EXERCISE: Reproduce the stretch from the line containing "the puppy's front" through the end of the material, both ends included. Multiply each x and y coordinate in the answers by 2.2 and round to the nearest whole number, with halves rounding up, leaving all other wording and numbers unchanged.

GIVEN DATA:

###

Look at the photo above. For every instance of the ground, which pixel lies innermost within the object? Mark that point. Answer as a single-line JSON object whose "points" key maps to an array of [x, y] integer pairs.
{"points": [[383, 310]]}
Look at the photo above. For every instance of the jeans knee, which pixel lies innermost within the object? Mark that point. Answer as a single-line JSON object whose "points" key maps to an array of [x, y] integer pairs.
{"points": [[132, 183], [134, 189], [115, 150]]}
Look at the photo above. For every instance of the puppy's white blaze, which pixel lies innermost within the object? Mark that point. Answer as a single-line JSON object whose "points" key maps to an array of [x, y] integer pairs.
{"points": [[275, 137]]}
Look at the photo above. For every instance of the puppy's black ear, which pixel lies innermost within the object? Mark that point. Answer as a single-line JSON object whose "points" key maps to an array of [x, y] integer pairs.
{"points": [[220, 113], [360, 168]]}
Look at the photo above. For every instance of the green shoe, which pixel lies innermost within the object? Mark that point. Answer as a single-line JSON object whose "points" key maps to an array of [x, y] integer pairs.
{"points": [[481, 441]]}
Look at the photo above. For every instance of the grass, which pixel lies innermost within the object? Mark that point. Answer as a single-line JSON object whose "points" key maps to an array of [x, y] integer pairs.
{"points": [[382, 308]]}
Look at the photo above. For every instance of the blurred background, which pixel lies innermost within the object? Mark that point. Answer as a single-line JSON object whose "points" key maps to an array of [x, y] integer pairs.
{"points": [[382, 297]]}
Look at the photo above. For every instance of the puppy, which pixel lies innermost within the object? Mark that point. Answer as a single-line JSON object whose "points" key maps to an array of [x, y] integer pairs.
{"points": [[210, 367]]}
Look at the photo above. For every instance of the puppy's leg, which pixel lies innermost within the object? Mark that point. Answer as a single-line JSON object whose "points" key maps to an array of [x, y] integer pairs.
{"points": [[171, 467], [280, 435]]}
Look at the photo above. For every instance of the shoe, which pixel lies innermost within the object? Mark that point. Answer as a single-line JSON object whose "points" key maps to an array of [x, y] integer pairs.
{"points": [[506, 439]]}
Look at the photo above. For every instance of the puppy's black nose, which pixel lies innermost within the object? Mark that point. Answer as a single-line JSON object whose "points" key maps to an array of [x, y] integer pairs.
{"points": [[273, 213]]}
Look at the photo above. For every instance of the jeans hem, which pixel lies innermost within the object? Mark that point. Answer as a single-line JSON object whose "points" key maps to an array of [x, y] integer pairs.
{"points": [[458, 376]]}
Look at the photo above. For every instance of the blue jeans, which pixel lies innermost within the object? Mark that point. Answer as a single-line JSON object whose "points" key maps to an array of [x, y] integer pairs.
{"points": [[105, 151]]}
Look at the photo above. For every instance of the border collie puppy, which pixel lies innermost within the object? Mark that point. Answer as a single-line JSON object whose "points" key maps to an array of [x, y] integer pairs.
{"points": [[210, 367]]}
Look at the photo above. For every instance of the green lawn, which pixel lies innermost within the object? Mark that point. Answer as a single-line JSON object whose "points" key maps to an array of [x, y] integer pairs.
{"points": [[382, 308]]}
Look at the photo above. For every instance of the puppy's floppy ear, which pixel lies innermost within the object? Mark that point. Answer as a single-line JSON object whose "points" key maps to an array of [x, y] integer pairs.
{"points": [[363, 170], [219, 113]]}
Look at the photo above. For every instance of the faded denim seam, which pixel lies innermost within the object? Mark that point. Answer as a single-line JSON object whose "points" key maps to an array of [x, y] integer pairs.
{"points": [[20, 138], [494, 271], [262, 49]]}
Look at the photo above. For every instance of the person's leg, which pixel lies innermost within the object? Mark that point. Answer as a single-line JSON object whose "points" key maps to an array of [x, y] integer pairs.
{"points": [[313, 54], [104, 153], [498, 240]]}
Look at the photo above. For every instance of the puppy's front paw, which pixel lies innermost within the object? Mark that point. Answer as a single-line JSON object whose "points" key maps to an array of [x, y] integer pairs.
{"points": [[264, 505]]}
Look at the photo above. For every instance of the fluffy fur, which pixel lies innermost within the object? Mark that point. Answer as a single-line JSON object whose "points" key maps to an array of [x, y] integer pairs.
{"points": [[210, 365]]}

###

THE OUTPUT:
Look at the photo above. For every instance of the puppy's front paw, which pixel lies innermost within the object? Mark that point. Answer as a single-line JSON object whose "points" key maps to an array of [x, y] integer pairs.
{"points": [[581, 1111]]}
Look at the photo above. For every instance of the fluffy fur, which pixel lies innermost within the object? Mark that point. Answer as a single-line JSON object whose "points" key maps to an array of [x, y] integer pairs.
{"points": [[462, 803]]}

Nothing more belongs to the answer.